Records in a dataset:
══════════

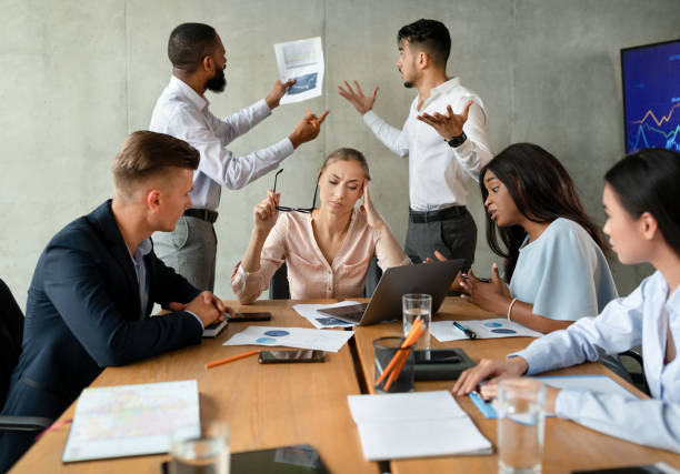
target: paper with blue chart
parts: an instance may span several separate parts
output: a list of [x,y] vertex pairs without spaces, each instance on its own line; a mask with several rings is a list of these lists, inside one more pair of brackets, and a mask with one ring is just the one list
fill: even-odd
[[327,310],[329,307],[349,306],[352,304],[359,304],[356,301],[344,300],[339,303],[331,304],[296,304],[293,310],[304,317],[307,321],[313,324],[318,330],[326,327],[351,327],[354,323],[348,323],[336,317],[329,316],[328,314],[319,313],[319,310]]
[[338,352],[354,331],[322,331],[306,327],[248,326],[223,345],[282,345]]
[[277,43],[274,53],[281,81],[296,80],[281,99],[282,104],[321,95],[324,64],[320,37]]
[[[493,320],[458,321],[463,327],[474,331],[477,339],[497,337],[540,337],[540,332],[524,327],[521,324],[508,321],[506,317]],[[462,341],[468,339],[466,334],[453,325],[452,321],[433,321],[430,334],[439,342]]]

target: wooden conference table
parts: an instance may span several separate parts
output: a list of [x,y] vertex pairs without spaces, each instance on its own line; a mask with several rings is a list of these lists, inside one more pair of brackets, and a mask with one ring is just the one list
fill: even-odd
[[[319,301],[321,302],[321,301]],[[328,302],[328,301],[324,301]],[[232,302],[227,302],[228,304]],[[297,315],[286,300],[258,301],[248,306],[233,305],[237,311],[269,311],[272,326],[303,326],[311,324]],[[434,320],[469,320],[492,317],[460,299],[447,299]],[[291,444],[311,444],[333,473],[379,473],[378,463],[366,461],[358,430],[349,413],[347,395],[359,394],[361,389],[372,393],[373,351],[371,342],[384,335],[399,335],[400,323],[358,327],[337,354],[329,353],[327,362],[317,364],[258,364],[251,356],[206,370],[207,362],[248,351],[252,347],[222,346],[222,342],[247,323],[232,323],[213,340],[173,351],[123,367],[108,367],[91,386],[111,386],[133,383],[169,382],[196,379],[200,392],[201,421],[221,420],[229,424],[232,452],[270,448]],[[507,337],[481,341],[439,343],[433,347],[460,346],[478,362],[481,357],[502,357],[508,352],[524,347],[528,337]],[[600,364],[582,364],[552,374],[607,373],[617,375]],[[624,382],[622,382],[626,384]],[[417,382],[416,390],[449,389],[450,381]],[[638,394],[636,389],[627,387]],[[468,397],[457,397],[481,432],[496,446],[496,422],[487,420]],[[59,418],[73,416],[73,403]],[[12,473],[149,473],[160,472],[168,455],[150,455],[117,460],[102,460],[62,464],[61,454],[69,425],[43,436],[17,463]],[[566,473],[573,470],[593,470],[624,465],[653,464],[664,461],[680,468],[680,456],[661,450],[638,446],[617,440],[576,423],[549,418],[546,425],[543,454],[544,473]],[[448,456],[393,461],[394,474],[430,472],[496,472],[496,454],[484,456]]]

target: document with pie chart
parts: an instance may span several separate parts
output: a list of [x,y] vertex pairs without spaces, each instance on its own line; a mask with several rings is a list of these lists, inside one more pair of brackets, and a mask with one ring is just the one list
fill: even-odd
[[354,331],[322,331],[306,327],[248,326],[223,345],[282,345],[338,352]]

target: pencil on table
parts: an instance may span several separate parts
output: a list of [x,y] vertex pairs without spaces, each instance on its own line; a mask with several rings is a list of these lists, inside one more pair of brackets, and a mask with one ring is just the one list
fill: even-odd
[[231,357],[220,359],[219,361],[208,362],[206,364],[206,369],[212,369],[212,367],[214,367],[217,365],[226,364],[227,362],[233,362],[233,361],[238,361],[239,359],[249,357],[251,355],[257,354],[258,352],[260,352],[260,351],[258,351],[256,349],[253,351],[243,352],[242,354],[232,355]]

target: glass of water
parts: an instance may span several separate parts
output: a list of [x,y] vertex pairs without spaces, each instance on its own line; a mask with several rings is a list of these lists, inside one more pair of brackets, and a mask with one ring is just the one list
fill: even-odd
[[534,379],[498,384],[498,472],[540,474],[543,456],[546,387]]
[[413,320],[420,317],[424,324],[424,334],[420,336],[416,344],[417,350],[430,350],[430,323],[432,322],[432,295],[422,293],[408,293],[401,296],[401,307],[403,310],[403,335],[406,336]]
[[178,430],[170,442],[170,474],[229,474],[229,428],[221,422],[201,426],[200,436]]

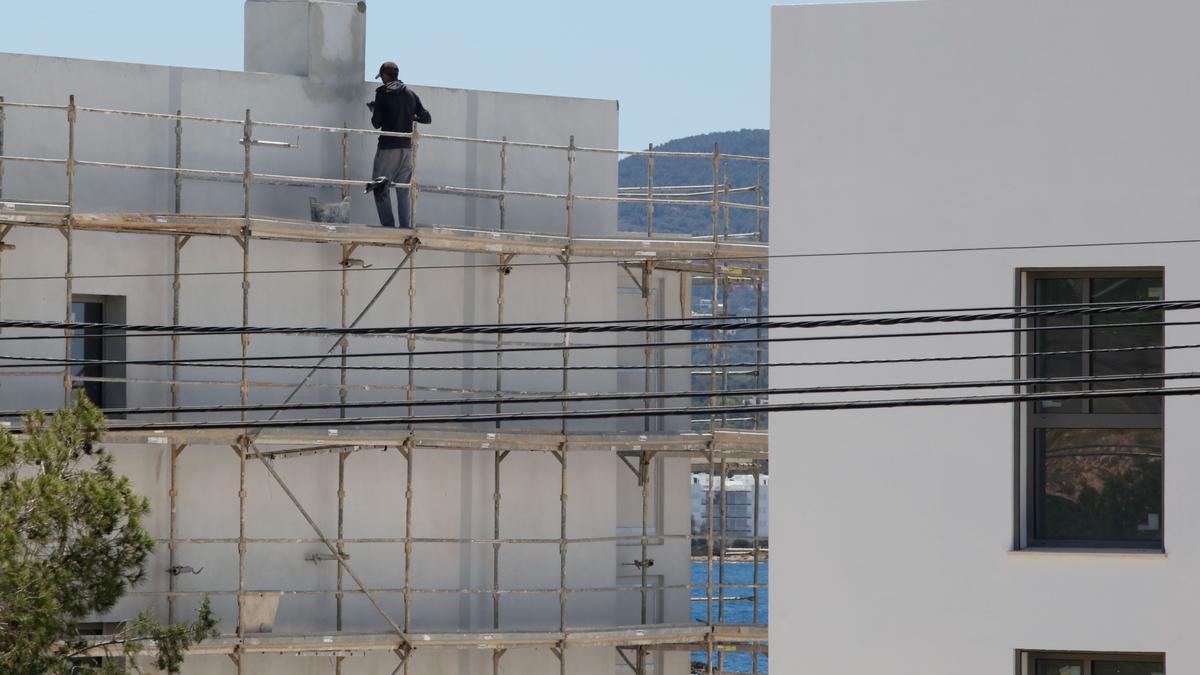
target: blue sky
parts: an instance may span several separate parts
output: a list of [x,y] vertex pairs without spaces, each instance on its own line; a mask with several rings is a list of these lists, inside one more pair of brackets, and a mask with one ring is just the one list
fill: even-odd
[[[772,4],[367,0],[367,64],[395,60],[416,84],[616,98],[622,147],[642,148],[768,126]],[[0,50],[242,66],[242,0],[19,5]]]

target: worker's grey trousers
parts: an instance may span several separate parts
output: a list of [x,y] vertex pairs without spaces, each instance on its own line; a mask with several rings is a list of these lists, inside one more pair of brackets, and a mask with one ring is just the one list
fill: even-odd
[[[408,183],[413,179],[413,150],[412,148],[379,148],[376,150],[374,168],[371,169],[372,178],[386,178],[392,183]],[[388,187],[378,187],[374,191],[376,208],[379,210],[379,225],[384,227],[396,227],[396,220],[391,216],[391,195]],[[409,191],[408,187],[396,189],[396,207],[400,211],[400,227],[412,227],[409,223]]]

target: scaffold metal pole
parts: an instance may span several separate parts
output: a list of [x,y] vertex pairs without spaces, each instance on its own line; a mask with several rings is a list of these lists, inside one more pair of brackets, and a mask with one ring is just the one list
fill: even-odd
[[[751,599],[754,615],[750,622],[758,623],[758,555],[761,552],[758,548],[761,545],[761,539],[758,538],[758,496],[762,494],[762,465],[758,464],[758,460],[754,460],[751,464],[754,465],[754,569],[750,584],[754,585]],[[750,658],[752,659],[752,673],[758,673],[758,655],[754,653]]]
[[[74,211],[76,211],[76,119],[78,110],[74,103],[74,94],[67,103],[67,217],[62,225],[62,234],[66,237],[66,269],[62,273],[65,287],[65,321],[71,323],[72,294],[74,293]],[[71,330],[62,331],[62,358],[71,360]],[[62,407],[71,405],[71,365],[62,366]]]
[[[715,437],[715,435],[714,435]],[[724,455],[722,455],[724,456]],[[713,438],[708,440],[708,490],[707,490],[707,503],[704,520],[708,524],[708,533],[706,536],[706,548],[708,549],[704,555],[706,573],[704,573],[704,625],[709,628],[709,635],[712,635],[713,628],[713,483],[716,482],[716,462],[713,455]],[[708,675],[713,675],[713,643],[709,638],[707,643],[708,655],[704,658],[704,669]]]
[[[4,104],[4,96],[0,96],[0,157],[4,156],[4,125],[8,115],[8,108]],[[4,198],[4,160],[0,160],[0,199]]]
[[646,156],[646,237],[654,237],[654,143]]

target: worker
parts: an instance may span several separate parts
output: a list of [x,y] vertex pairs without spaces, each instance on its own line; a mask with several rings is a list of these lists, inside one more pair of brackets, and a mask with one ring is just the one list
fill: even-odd
[[[433,118],[421,104],[415,91],[400,80],[400,67],[392,61],[379,66],[377,79],[383,84],[376,89],[376,100],[367,103],[371,109],[371,125],[383,131],[412,133],[413,123],[430,124]],[[413,179],[413,141],[395,136],[380,136],[376,150],[374,180],[367,184],[367,190],[374,192],[376,208],[379,210],[379,225],[396,227],[391,215],[391,196],[389,187],[394,184],[408,184]],[[409,189],[397,187],[400,227],[410,228]]]

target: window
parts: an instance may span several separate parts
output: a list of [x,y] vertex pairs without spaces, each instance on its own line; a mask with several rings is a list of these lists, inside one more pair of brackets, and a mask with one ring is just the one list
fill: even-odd
[[[1033,305],[1163,299],[1162,271],[1038,273]],[[1112,377],[1163,372],[1162,310],[1042,317],[1030,324],[1025,375]],[[1078,327],[1078,328],[1076,328]],[[1160,387],[1162,380],[1042,384],[1036,392]],[[1122,396],[1025,404],[1028,545],[1160,548],[1163,398]]]
[[[71,319],[79,323],[124,323],[125,298],[118,295],[73,295]],[[125,384],[109,382],[124,378],[125,366],[106,360],[125,359],[125,338],[106,335],[100,328],[76,330],[71,338],[71,358],[97,363],[82,363],[71,368],[72,387],[102,408],[125,406]]]
[[1165,675],[1162,655],[1027,653],[1022,675]]

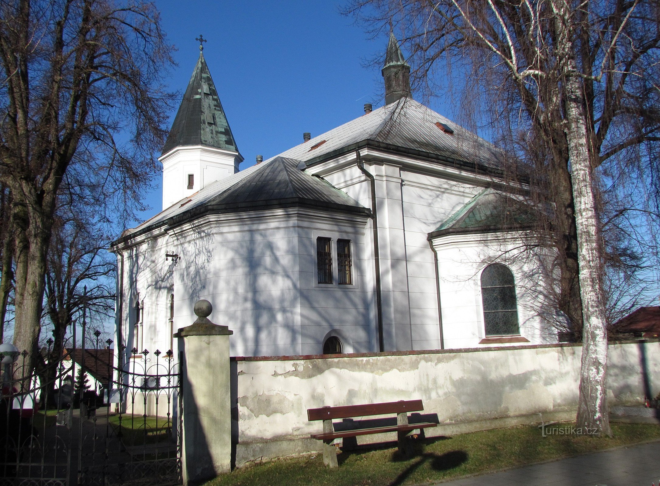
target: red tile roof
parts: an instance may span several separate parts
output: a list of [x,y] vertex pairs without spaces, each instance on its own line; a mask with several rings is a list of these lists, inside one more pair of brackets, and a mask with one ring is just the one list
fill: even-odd
[[614,327],[624,332],[643,333],[647,338],[660,335],[660,306],[640,307],[617,321]]
[[[112,365],[114,363],[114,349],[85,349],[84,367],[86,372],[91,375],[94,379],[101,384],[105,386],[110,381],[109,373],[112,373]],[[65,359],[73,358],[77,365],[82,363],[81,359],[82,350],[80,349],[67,349],[65,354]]]

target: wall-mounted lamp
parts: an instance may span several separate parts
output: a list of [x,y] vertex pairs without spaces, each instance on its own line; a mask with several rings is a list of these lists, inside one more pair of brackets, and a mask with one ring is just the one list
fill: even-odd
[[174,264],[176,265],[177,263],[179,262],[180,258],[180,257],[179,257],[178,253],[175,253],[172,251],[165,252],[165,261],[167,261],[170,258],[172,258],[172,260],[174,262]]

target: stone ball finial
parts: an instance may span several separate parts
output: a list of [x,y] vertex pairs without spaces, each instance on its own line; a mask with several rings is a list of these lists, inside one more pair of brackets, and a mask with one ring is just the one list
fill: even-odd
[[203,319],[211,315],[211,312],[213,311],[213,306],[211,305],[211,302],[209,301],[202,299],[195,303],[195,307],[193,308],[193,310],[197,317],[201,317]]

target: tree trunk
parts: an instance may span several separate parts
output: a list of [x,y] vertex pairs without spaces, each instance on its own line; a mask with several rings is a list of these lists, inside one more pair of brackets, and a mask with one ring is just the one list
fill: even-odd
[[[14,345],[28,353],[26,366],[22,367],[23,377],[34,369],[36,363],[46,286],[46,255],[52,226],[52,217],[45,211],[35,209],[36,204],[31,202],[32,210],[28,210],[24,202],[15,202],[13,211],[16,228]],[[36,214],[37,212],[40,214]]]
[[568,139],[578,229],[580,293],[584,322],[577,425],[587,433],[612,435],[607,410],[607,331],[603,302],[601,246],[591,180],[581,80],[569,61],[566,81]]
[[13,277],[11,264],[14,261],[14,237],[11,218],[9,218],[7,231],[5,232],[5,241],[2,251],[2,278],[0,278],[0,342],[5,338],[5,318],[7,316],[7,306],[11,291],[11,280]]
[[[564,161],[562,161],[562,162]],[[572,340],[582,337],[582,299],[580,297],[579,266],[578,262],[578,229],[572,197],[572,184],[568,168],[562,164],[554,169],[552,181],[556,185],[557,214],[555,222],[557,249],[561,262],[560,294],[557,307],[570,321]]]
[[592,158],[587,129],[582,80],[574,56],[572,12],[562,0],[552,4],[557,29],[557,55],[562,60],[566,102],[564,130],[568,142],[573,200],[578,230],[578,262],[582,297],[582,360],[577,427],[583,433],[611,436],[607,410],[607,330],[603,305],[601,247],[591,179]]

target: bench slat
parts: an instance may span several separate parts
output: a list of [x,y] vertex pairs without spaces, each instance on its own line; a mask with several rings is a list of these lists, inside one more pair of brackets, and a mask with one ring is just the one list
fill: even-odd
[[341,431],[339,432],[333,432],[331,433],[312,434],[312,439],[317,439],[319,440],[329,440],[340,437],[355,437],[358,435],[369,435],[370,434],[383,434],[385,432],[407,432],[414,431],[415,429],[426,429],[430,427],[436,427],[437,423],[434,422],[422,422],[421,423],[410,423],[407,425],[389,425],[386,427],[374,427],[370,429],[354,429],[352,431]]
[[399,400],[384,404],[367,404],[366,405],[348,405],[342,407],[323,407],[309,408],[307,418],[310,422],[314,420],[347,419],[366,415],[380,415],[387,413],[420,411],[424,410],[422,400]]

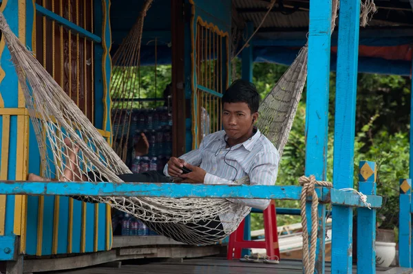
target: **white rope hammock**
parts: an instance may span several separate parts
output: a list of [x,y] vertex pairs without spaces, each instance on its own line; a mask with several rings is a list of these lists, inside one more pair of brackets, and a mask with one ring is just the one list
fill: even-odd
[[[334,2],[337,7],[338,0]],[[337,9],[333,10],[332,23]],[[117,174],[131,173],[129,169],[13,34],[2,13],[0,13],[0,30],[15,65],[36,133],[42,175],[47,179],[59,178],[63,174],[65,168],[71,168],[72,163],[74,163],[76,170],[73,171],[89,180],[122,183]],[[280,154],[287,141],[305,84],[307,52],[305,46],[260,109],[257,126]],[[80,149],[76,159],[68,157],[67,152],[74,150],[65,144],[65,138],[76,143]],[[80,178],[65,178],[65,181],[80,180]],[[238,183],[248,184],[248,179],[244,178]],[[108,203],[139,218],[159,234],[193,244],[210,244],[224,239],[236,229],[251,210],[248,207],[224,198],[89,198]],[[218,216],[225,217],[222,220],[223,231],[215,229]]]

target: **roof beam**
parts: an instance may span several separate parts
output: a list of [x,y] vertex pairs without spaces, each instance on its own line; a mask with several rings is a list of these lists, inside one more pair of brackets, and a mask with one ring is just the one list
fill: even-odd
[[[284,5],[284,7],[286,5]],[[303,7],[300,4],[299,9],[302,10],[303,9],[306,9],[306,7]],[[268,11],[267,9],[260,8],[239,8],[237,9],[237,10],[241,15],[251,13],[264,13]],[[274,8],[271,11],[271,14],[279,14],[282,11],[288,12],[288,9],[283,9],[282,10],[279,7]],[[377,12],[373,15],[372,20],[385,21],[386,23],[394,23],[396,24],[413,25],[413,14],[412,14],[412,10],[407,12],[401,10],[393,10],[385,8],[379,8]]]
[[232,2],[232,20],[237,28],[242,30],[245,27],[245,21],[242,16],[240,16],[234,3]]

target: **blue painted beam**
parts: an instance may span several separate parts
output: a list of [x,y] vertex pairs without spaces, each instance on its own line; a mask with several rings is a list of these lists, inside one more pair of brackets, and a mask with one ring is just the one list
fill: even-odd
[[[354,185],[359,14],[360,0],[340,1],[332,178],[336,189],[352,188]],[[332,207],[333,273],[350,274],[352,271],[352,208]]]
[[[319,7],[323,7],[320,8]],[[310,1],[306,115],[306,176],[326,180],[328,133],[328,92],[332,0]],[[308,238],[317,233],[315,272],[324,274],[326,205],[318,206],[318,231],[311,230],[311,204],[307,203]],[[310,242],[310,241],[309,241]],[[307,272],[304,269],[303,272]]]
[[40,14],[47,17],[49,19],[54,21],[58,24],[63,25],[65,28],[72,30],[74,34],[78,34],[81,36],[85,37],[96,43],[100,43],[102,42],[102,38],[97,35],[87,31],[84,28],[79,27],[39,4],[36,4],[36,11]]
[[214,96],[219,97],[220,98],[222,97],[222,94],[221,94],[221,93],[220,93],[218,92],[216,92],[215,91],[213,91],[211,89],[208,89],[207,87],[205,87],[204,86],[201,86],[200,84],[197,84],[196,87],[197,87],[197,88],[198,88],[201,91],[205,91],[205,92],[206,92],[206,93],[208,93],[209,94],[212,94]]
[[401,267],[412,267],[412,180],[400,179],[399,196],[399,262]]
[[[331,195],[330,190],[332,192]],[[0,194],[137,196],[169,198],[240,198],[275,200],[299,200],[301,187],[295,185],[229,185],[172,183],[108,182],[0,182]],[[316,187],[320,203],[366,207],[359,196],[328,187]],[[330,200],[330,196],[332,200]],[[311,197],[307,197],[311,201]],[[372,207],[381,205],[381,197],[368,196]]]
[[[258,209],[256,208],[253,208],[251,209],[251,213],[258,213],[262,214],[263,212],[261,209]],[[276,207],[275,213],[279,215],[293,215],[293,216],[300,216],[301,215],[301,209],[299,208],[282,208],[282,207]],[[330,213],[330,216],[331,216],[331,212]]]
[[[218,185],[171,183],[0,182],[0,194],[299,200],[301,191],[301,187],[293,185]],[[328,188],[317,187],[316,191],[321,201],[329,201]],[[348,194],[350,194],[343,192],[343,195]]]
[[[359,165],[359,191],[375,195],[377,188],[376,163],[362,161]],[[376,273],[376,209],[357,209],[357,273]]]
[[[366,194],[363,192],[361,192]],[[346,207],[350,205],[355,207],[366,207],[366,205],[360,200],[359,195],[344,196],[343,195],[343,191],[334,188],[330,190],[330,195],[331,198],[330,202],[332,205],[346,205]],[[366,195],[366,196],[367,203],[371,204],[370,208],[379,208],[381,207],[383,201],[381,196],[375,195]]]
[[[412,69],[413,69],[413,60],[412,60],[410,67]],[[412,78],[412,80],[410,80],[410,94],[413,95],[413,78]],[[413,95],[410,96],[410,136],[409,177],[413,178]]]

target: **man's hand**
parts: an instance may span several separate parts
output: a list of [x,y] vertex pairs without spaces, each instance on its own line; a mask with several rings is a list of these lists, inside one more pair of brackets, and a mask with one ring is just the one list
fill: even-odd
[[184,179],[182,183],[204,183],[204,179],[205,179],[205,175],[206,174],[206,172],[205,170],[201,168],[192,165],[188,163],[185,163],[184,165],[185,167],[192,170],[192,172],[189,172],[186,174],[181,174],[180,177]]
[[149,151],[149,142],[144,133],[140,133],[140,138],[135,144],[135,155],[143,156],[148,154]]
[[182,174],[182,170],[185,161],[182,159],[171,157],[168,161],[168,174],[173,177],[179,177]]

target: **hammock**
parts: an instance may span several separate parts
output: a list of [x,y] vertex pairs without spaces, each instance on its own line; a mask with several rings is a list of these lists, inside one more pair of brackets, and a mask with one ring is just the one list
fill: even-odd
[[[368,0],[371,1],[371,0]],[[338,1],[333,4],[334,24]],[[71,168],[65,138],[76,143],[75,172],[96,181],[122,183],[117,174],[131,173],[121,159],[96,130],[76,104],[13,34],[2,13],[0,30],[10,50],[36,133],[47,179]],[[307,47],[262,102],[257,126],[282,152],[288,139],[307,72]],[[72,160],[73,161],[73,160]],[[67,181],[72,179],[67,179]],[[79,181],[78,179],[76,181]],[[237,182],[248,183],[248,177]],[[106,203],[142,220],[159,234],[192,244],[211,244],[235,231],[251,208],[224,198],[149,197],[85,197]],[[224,216],[223,231],[213,225]]]

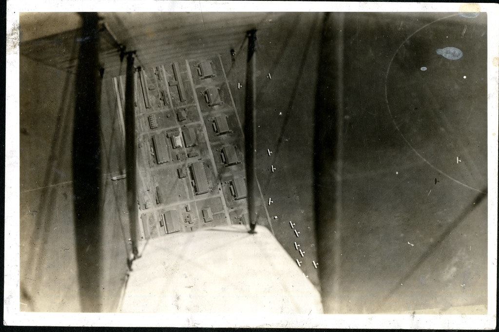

══════════

Written request: List each line in the listing above that contains the string "table", treating uppercase and lowercase as different.

Answer to this exercise:
target: wooden conference table
target: pencil on table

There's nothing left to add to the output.